#### Description of the task:
Rewrite every line of the items below as a JSON list of strings, one string per line, with blank lines and the pictures left out.

#### Dataset excerpts:
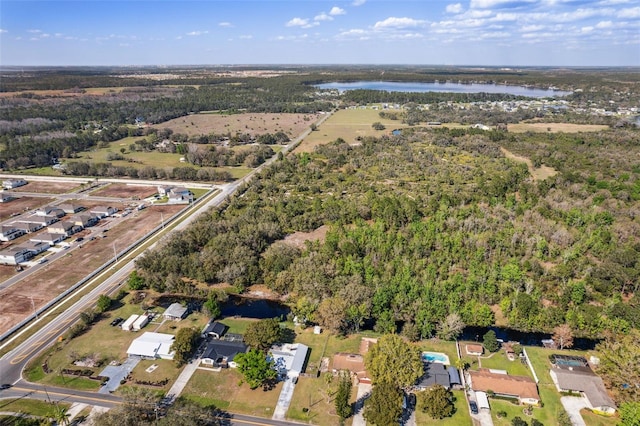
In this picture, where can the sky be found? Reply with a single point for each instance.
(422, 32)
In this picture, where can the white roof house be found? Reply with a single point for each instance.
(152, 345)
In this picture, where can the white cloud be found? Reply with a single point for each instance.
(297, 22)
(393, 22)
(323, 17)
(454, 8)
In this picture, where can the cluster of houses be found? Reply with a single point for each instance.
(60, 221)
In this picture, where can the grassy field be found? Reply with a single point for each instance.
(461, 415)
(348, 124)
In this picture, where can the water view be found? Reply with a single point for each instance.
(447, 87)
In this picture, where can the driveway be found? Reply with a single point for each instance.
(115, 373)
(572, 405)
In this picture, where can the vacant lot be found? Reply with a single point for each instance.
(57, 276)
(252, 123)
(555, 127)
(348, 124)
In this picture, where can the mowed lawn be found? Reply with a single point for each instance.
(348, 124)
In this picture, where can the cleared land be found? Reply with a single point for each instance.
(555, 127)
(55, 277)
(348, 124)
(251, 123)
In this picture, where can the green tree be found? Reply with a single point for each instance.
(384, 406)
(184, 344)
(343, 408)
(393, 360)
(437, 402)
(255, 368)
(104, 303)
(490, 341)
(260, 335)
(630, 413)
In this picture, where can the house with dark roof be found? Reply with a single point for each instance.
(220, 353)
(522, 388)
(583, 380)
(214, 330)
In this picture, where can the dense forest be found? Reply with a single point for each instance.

#### Problem solution:
[
  "In this picture, where can the sky be found? Reply with a single point for each instance.",
  "(422, 32)",
  "In this picture, where can the white roof house be found? Reply with a single point for each instance.",
  "(152, 345)",
  "In this picture, where can the white cloud be found? Reply with a single point for each instance.",
  "(297, 22)",
  "(393, 22)",
  "(323, 17)",
  "(454, 8)",
  "In this picture, where can the cluster of houses be found? Reply with a single point for each instance.",
  "(60, 221)",
  "In this picture, where can the grassy field be found? Reply with a single point for each instance.",
  "(461, 415)",
  "(348, 124)",
  "In this picture, where can the water view be found? Reply with a single point for each instance.",
  "(447, 87)",
  "In this picture, where can the driveway be found? Reply with a single point for each instance.",
  "(115, 373)",
  "(572, 405)",
  "In this picture, where can the vacant lot be found? Reply with a single point for each instance.",
  "(57, 276)",
  "(252, 123)",
  "(555, 127)",
  "(348, 124)",
  "In this picture, where can the mowed lawn be found? Reply with a single point for each instance.",
  "(348, 124)",
  "In this picture, where can the cleared land be found? Reply with a single point for each instance.",
  "(555, 127)",
  "(55, 277)",
  "(348, 124)",
  "(251, 123)",
  "In this picture, where can the green tree be found? Reply with a single point for each instance.",
  "(384, 406)",
  "(184, 344)",
  "(343, 408)",
  "(393, 360)",
  "(437, 402)",
  "(255, 368)",
  "(104, 303)",
  "(490, 341)",
  "(260, 335)",
  "(630, 413)",
  "In this picture, where can the house with dark roof be found? Reply with a single point for each instance.",
  "(220, 353)",
  "(522, 388)",
  "(583, 380)",
  "(214, 330)",
  "In this picture, where can the dense forest be found? Reply with a single point for each instance."
]